Task brief
Can you rewrite the lines below as a numbered list, dropping any blank lines?

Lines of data
● ● ● ●

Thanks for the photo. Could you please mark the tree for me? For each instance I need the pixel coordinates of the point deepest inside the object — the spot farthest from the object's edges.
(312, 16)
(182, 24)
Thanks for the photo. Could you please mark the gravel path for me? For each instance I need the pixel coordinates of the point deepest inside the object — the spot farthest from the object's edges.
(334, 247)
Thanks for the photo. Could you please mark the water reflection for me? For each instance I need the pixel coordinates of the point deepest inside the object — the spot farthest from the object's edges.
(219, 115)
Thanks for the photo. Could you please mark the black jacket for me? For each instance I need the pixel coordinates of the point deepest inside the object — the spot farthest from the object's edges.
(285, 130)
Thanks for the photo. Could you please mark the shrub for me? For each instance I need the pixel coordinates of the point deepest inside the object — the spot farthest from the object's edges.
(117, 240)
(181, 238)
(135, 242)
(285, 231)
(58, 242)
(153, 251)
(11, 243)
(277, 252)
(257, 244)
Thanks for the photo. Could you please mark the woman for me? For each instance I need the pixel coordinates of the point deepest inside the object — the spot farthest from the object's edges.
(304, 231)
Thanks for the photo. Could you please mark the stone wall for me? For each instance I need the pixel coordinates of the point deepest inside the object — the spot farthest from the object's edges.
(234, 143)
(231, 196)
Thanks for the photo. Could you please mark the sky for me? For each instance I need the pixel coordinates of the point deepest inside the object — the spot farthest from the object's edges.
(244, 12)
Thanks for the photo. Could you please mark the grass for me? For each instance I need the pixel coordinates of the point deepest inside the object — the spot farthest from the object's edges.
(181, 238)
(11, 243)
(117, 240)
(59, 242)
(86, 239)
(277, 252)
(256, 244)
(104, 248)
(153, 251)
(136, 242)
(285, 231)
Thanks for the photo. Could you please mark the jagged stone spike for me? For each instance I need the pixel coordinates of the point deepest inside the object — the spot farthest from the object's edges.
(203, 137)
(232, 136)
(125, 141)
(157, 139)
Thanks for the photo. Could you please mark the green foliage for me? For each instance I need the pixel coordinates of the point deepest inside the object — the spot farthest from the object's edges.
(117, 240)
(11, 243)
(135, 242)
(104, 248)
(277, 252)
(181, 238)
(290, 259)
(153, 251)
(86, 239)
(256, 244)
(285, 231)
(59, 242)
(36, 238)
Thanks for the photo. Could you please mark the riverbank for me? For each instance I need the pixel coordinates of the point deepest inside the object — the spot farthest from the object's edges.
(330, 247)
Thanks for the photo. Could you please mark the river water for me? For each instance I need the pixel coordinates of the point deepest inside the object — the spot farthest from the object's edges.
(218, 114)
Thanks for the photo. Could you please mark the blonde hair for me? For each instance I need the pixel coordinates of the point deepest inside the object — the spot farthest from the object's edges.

● ● ● ●

Exercise solution
1. Thanks for the photo. Could you please mark the tree for me? For each instance I need the pixel coordinates of the point deepest inside the object — the spot farthest from the object's edges.
2. (312, 16)
3. (182, 24)
4. Thanks for the photo. Could you please mark the gravel path for me? For each instance I need the pixel coordinates of the point deepest inside the object — the spot farthest from the object's edges.
5. (334, 247)
6. Thanks for the photo. Could you please mark the water reflection for me? For each instance I need the pixel coordinates of the point deepest inside the object — the spot farthest from the object's edges.
7. (219, 115)
8. Thanks for the photo. Could you please mark the black jacket for me? For each instance I need the pixel coordinates of the point deepest inside the object — the spot farthest from the object's edges.
9. (285, 130)
10. Thanks for the photo. Could you please mark the shrub for me? For each instance I need the pixel coordinates of the point deepest inside the object — the spot farthest from the object's edges.
11. (117, 240)
12. (181, 238)
13. (135, 242)
14. (285, 231)
15. (58, 242)
16. (153, 251)
17. (11, 243)
18. (277, 252)
19. (257, 244)
20. Thanks for the photo. Could you please mark the woman for me? For each instance I need the pixel coordinates of the point deepest inside the object — the spot farthest from the object's edges.
21. (304, 231)
22. Thanks for the photo. Could you please mark the stone wall for me? For each instance I need the pixel coordinates of the point deepest inside the object — the spot farthest from the object's edges.
23. (234, 143)
24. (231, 196)
25. Thanks for the photo. Could you please mark the sky for me? For each instance I need the pixel coordinates of the point deepest inside the object — the spot farthest from the object's edges.
26. (244, 12)
27. Thanks for the photo. Could you please mark the grass for me? For each instance I need the pixel coordinates of the point deepest inside the object — the spot farthest from the object's edges.
28. (181, 238)
29. (11, 243)
30. (117, 240)
31. (59, 242)
32. (86, 239)
33. (277, 252)
34. (256, 244)
35. (104, 248)
36. (153, 251)
37. (136, 242)
38. (285, 231)
39. Thanks for the photo. Could you please mark the jagged stone spike for me? For each instance I need the pixel coordinates of the point deepest inside the object — the spot farthest from the object's edges.
40. (203, 137)
41. (232, 136)
42. (125, 141)
43. (157, 139)
44. Thanks for the photo. Could you please mark the green foliage for me? For each instance I need the pixel coordinates of the point deepest inside the object — the spot farthest from the object's edges.
45. (117, 240)
46. (11, 243)
47. (135, 242)
48. (104, 248)
49. (277, 252)
50. (181, 238)
51. (290, 259)
52. (153, 251)
53. (86, 239)
54. (256, 244)
55. (285, 231)
56. (59, 242)
57. (36, 238)
58. Thanks for the photo. Could you please mark the riverbank for me? For each instance I need the pixel coordinates of the point deepest inside the object — the spot farthest from the object's edges.
59. (330, 247)
60. Thanks for the photo. Could you please mark the river water for me? For each instance I need the pixel coordinates of the point deepest inside the object — the spot farthest from the object's edges.
61. (218, 114)
62. Thanks for the photo. Could you please mark the blonde hair for me? For each instance I need the pixel coordinates of the point deepest inside the object — the spot farthest from the object's edges.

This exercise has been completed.